[Your assignment]
In the entries below, find the line with "101L90 103L83 106V113L98" and the line with "box: [122, 17, 140, 68]". Print those two and everything between them exactly, and nothing else.

[Records supplied]
- - -

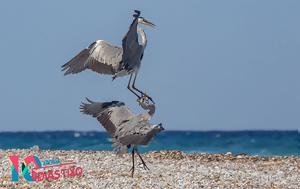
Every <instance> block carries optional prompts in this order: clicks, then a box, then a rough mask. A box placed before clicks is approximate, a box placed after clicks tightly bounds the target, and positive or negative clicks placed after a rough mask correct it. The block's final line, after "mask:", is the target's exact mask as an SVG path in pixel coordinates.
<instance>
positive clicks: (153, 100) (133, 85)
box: [132, 72, 155, 104]
mask: <svg viewBox="0 0 300 189" xmlns="http://www.w3.org/2000/svg"><path fill="white" fill-rule="evenodd" d="M136 77H137V72H135V74H134V79H133V83H132V88H133V89H134V90H136V91H138V92H139V93H141V94H143V95H145V96H147V97H148V98H149V99H150V100H151V101H152V102H153V103H154V100H153V99H152V98H151V97H150V96H148V95H147V94H146V93H144V92H143V91H141V90H139V89H138V88H136V87H135V80H136ZM154 104H155V103H154Z"/></svg>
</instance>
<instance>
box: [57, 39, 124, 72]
mask: <svg viewBox="0 0 300 189" xmlns="http://www.w3.org/2000/svg"><path fill="white" fill-rule="evenodd" d="M122 54H123V50H122V48H121V47H118V46H114V45H111V44H109V43H107V42H106V41H103V40H98V41H96V42H94V43H92V44H91V45H90V46H89V47H88V48H86V49H83V50H82V51H81V52H80V53H78V54H77V55H76V56H75V57H74V58H72V59H71V60H70V61H69V62H67V63H66V64H64V65H63V66H62V71H65V73H64V75H68V74H76V73H79V72H81V71H83V70H85V69H91V70H93V71H95V72H98V73H101V74H110V75H113V74H115V73H116V72H117V71H118V69H119V68H120V64H121V62H122Z"/></svg>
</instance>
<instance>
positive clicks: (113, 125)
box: [80, 99, 133, 136]
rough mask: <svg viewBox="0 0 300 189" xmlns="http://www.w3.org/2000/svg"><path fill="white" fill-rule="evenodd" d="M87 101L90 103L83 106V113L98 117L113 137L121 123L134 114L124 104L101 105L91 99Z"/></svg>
mask: <svg viewBox="0 0 300 189" xmlns="http://www.w3.org/2000/svg"><path fill="white" fill-rule="evenodd" d="M87 101H88V102H89V103H82V104H81V106H80V109H81V112H83V113H84V114H89V115H92V116H93V117H96V118H97V120H98V121H99V122H100V123H101V124H102V126H103V127H104V128H105V129H106V131H107V132H108V133H109V134H110V135H111V136H114V135H115V132H116V130H117V128H118V127H119V125H120V123H121V122H123V121H124V120H126V119H128V118H129V117H131V116H133V113H132V112H131V111H130V110H129V108H127V107H126V106H125V104H124V103H123V102H119V101H112V102H104V103H100V102H93V101H91V100H89V99H87Z"/></svg>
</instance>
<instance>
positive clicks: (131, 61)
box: [122, 17, 140, 68]
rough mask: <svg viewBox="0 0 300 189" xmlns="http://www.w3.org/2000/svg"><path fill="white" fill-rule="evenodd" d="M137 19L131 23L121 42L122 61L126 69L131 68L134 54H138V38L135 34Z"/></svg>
mask: <svg viewBox="0 0 300 189" xmlns="http://www.w3.org/2000/svg"><path fill="white" fill-rule="evenodd" d="M137 25H138V17H135V19H134V20H133V22H132V23H131V25H130V27H129V30H128V32H127V33H126V35H125V37H124V38H123V40H122V47H123V55H122V60H123V64H124V66H125V67H126V68H132V67H134V65H131V64H132V63H135V61H134V59H135V58H136V53H138V52H139V46H140V45H139V37H138V34H137Z"/></svg>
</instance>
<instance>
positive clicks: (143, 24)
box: [139, 18, 156, 28]
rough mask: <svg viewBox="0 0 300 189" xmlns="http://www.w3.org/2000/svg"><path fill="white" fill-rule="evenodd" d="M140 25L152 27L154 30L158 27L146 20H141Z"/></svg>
mask: <svg viewBox="0 0 300 189" xmlns="http://www.w3.org/2000/svg"><path fill="white" fill-rule="evenodd" d="M139 23H140V24H143V25H145V26H150V27H152V28H154V27H155V26H156V25H155V24H153V23H152V22H150V21H149V20H146V19H145V18H140V22H139Z"/></svg>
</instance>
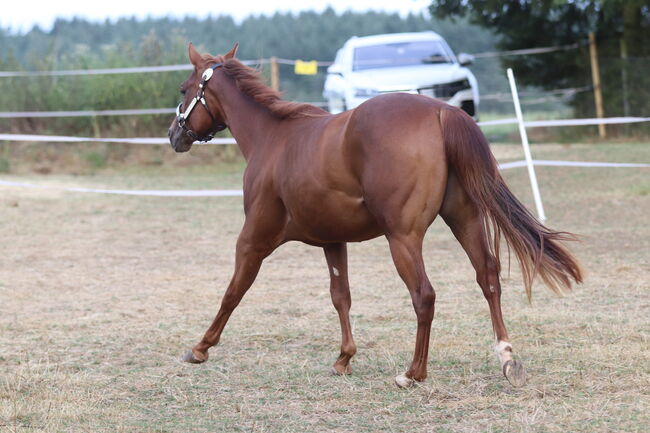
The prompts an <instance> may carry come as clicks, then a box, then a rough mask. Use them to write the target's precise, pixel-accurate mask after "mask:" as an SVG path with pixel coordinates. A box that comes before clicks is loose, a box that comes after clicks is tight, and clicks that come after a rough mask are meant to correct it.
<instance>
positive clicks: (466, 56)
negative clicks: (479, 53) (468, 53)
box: [458, 53, 474, 66]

- - -

[Task solution]
rough mask: <svg viewBox="0 0 300 189" xmlns="http://www.w3.org/2000/svg"><path fill="white" fill-rule="evenodd" d="M87 101L90 103L83 106V113L98 117L113 137L121 123L134 114L124 104L101 105L91 99Z"/></svg>
mask: <svg viewBox="0 0 300 189" xmlns="http://www.w3.org/2000/svg"><path fill="white" fill-rule="evenodd" d="M87 101H88V102H89V103H82V104H81V106H80V109H81V112H83V113H84V114H89V115H92V116H93V117H96V118H97V120H98V121H99V122H100V123H101V124H102V126H103V127H104V128H105V129H106V131H107V132H108V133H109V134H110V135H111V136H114V135H115V132H116V130H117V128H118V127H119V125H120V123H121V122H123V121H124V120H126V119H128V118H129V117H131V116H133V113H132V112H131V111H130V110H129V108H127V107H126V106H125V104H124V103H123V102H119V101H112V102H104V103H100V102H93V101H91V100H89V99H87Z"/></svg>
</instance>
<instance>
positive clicks: (131, 61)
box: [122, 17, 140, 68]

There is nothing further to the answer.